*文書の抜粋*.
JMTSPアメリカ音楽療法だより(58)

伊賀音楽療法研究会メールマガジンをご覧の皆さん、こんにちは。カリフォルニア州立矯正医療施設精神科救急病棟に勤めている岡本稔です。

このメルマガに最後に投稿したのは2006年の7月ですので、およそ4年ぶりという事になります。月日が経つのは本当に早いとつくづく実感しますし、なんだかこうやってメルマガの記事を書いている事が不思議な感じで懐かしく思います。今でこそJMTSPという日本人留学生が作ったグループメンバーが交代で担当していくれていますが、もともとは私がフロリダ州立大学の大学院に在籍中に、地元のホスピスでの体験談を投稿し始めたのがきっかけでした。2004年3月からですので、そうとう昔の話ですし、このメルマガを読んでくださっている方の中には、初めて聞いたという方もいらっしゃるのでしょうね。今ではメンバーの皆が、それぞれの立場からの経験談をシェアしてくれていて、とても充実した内容の記事が皆さんのところに配信されるようになりました。音楽療法関係者だけではなく、多くの方に音楽療法の素晴らしさを伝えられたらとメンバーの皆も頑張っています。このメルマガもできる限り続けていきたいと思っていますので、どうぞこれからもよろしくお願い致します。

さて今月号は、担当者の都合により、急きょ私が担当することになりました。何について書こうと色々考えましたのですが、以前投稿したメルマガの記事をもとに、私の勤める職場について書きたいと思います。以前の記事と重複する部分が多々あるかと思いますが、ご了承ください。

<職場の環境>
私の勤める職場(Vacaville Psychiatric Program)は、カリフォルニア州精神保健省(Department of Mental Health、以下DMH)が管轄する一つで、Correctional Medical Facility(矯正医療施設)という刑務所内にあります。

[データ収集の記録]
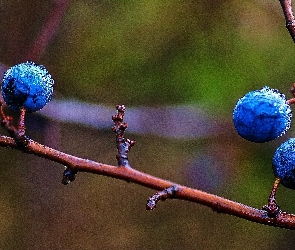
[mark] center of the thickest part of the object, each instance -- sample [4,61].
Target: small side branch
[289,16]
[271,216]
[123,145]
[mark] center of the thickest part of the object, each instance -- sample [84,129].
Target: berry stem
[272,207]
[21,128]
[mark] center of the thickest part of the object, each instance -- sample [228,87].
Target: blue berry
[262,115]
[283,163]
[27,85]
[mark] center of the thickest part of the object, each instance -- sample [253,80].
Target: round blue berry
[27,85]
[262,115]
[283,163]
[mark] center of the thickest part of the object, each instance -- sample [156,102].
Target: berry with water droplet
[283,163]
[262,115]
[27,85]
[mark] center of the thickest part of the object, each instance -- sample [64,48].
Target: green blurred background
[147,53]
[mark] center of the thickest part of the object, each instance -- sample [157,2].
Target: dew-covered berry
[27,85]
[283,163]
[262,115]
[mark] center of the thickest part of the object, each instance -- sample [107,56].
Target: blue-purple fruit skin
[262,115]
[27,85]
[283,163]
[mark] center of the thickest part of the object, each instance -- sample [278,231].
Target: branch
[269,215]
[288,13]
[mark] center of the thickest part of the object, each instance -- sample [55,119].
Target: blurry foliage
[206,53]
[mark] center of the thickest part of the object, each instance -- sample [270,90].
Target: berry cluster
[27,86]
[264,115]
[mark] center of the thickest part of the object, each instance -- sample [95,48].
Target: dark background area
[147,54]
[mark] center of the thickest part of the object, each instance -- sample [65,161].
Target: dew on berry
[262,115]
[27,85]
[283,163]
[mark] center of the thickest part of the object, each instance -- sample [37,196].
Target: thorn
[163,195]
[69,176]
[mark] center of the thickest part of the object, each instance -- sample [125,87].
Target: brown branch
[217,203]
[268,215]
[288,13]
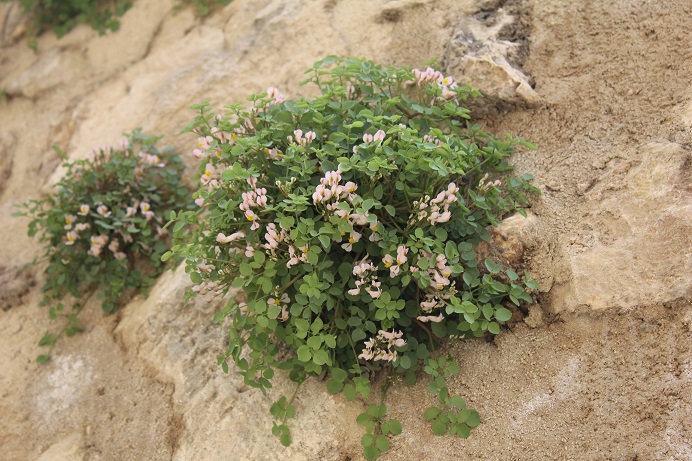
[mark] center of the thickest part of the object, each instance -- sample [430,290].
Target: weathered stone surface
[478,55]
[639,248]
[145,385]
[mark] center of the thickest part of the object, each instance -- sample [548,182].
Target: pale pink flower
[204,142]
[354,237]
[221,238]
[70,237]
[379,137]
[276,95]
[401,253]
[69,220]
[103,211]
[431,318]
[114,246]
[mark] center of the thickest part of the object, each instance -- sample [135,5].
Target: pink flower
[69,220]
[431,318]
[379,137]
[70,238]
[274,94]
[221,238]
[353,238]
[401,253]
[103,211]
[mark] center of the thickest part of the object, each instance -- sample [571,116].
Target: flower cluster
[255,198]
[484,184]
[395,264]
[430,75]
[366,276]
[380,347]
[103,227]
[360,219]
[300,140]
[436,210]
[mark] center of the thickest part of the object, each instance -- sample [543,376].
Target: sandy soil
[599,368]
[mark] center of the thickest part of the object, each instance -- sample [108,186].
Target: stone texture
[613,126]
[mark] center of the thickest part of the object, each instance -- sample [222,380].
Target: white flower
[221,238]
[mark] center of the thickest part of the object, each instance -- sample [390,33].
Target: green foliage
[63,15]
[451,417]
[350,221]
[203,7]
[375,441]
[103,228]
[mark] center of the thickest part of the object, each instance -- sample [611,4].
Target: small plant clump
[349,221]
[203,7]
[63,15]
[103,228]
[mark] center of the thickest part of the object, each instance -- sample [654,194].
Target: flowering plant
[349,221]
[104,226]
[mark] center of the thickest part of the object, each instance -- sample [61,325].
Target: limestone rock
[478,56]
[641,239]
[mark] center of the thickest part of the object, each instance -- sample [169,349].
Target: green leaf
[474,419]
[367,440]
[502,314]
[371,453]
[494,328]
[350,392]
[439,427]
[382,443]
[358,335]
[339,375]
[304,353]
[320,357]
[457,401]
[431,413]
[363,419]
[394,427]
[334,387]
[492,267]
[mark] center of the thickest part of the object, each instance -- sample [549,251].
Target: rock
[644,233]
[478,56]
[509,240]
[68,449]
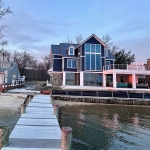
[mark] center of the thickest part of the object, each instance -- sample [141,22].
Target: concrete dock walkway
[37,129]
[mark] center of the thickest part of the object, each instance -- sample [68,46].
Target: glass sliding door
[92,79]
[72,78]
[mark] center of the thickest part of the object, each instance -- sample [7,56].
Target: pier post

*取り組む課題*. アメリカの音楽療法についての文章の続きを、最後の文の後から書くこと。 これらの行はこの作業には関係しない。

*演習の結果*.
カリフォルニア州内には、DMH管轄下の施設が7つあり、その内に一つには、5月号のメルマガを投稿してくれた畑真由美さんが勤めるコーリンガ州立病院も含まれます。ただ私の職場が他の州立病院と違う点は、前述したように刑務所内にあるということです。7つのDMHの内、2つが刑務所内、5つは州立病院として機能しています。

この矯正医療施設ですが、普通の刑務所と違い、医療施設が伴っているという点で、受刑者の病院という位置づけになっています(もちろん医療を必要としない通常の囚人も収監されています)。施設内には一般病棟や、ホスピス病棟、エイズ患者が主に収容される病棟もあります。施設内には約3300人もの受刑者、そして約800人程の看守、それに私たちクリニカルスタッフ及びその他(管理職や事務系など)を収容する施設なので、とても大きいです。

職場ではリハビリテーションセラピストという役職で働いています。私の職場では、芸術療法、レクリエーション療法、 ダンス療法、作業療法のいずれかを専門的に勉強した人たちがこの“リハビリテーションセラピスト”として毎日のセッションを行っています。ただ、リハビリといっても身体機能の回復を目的にするリハビリではなく、精神的な問題を抱える患者さんに対するリハビリです。アメリカの場合、精神科医療に携わる現場では、このように総称して“リハビリテーションセラピスト”という役職のもとに働く場合が多いようです。精神病を患う患者さんは、医者から処方される薬の他に、リハビリテーションセラピストがリードするグループセッションなどを通じて“リハビリ”をし回復に努めます。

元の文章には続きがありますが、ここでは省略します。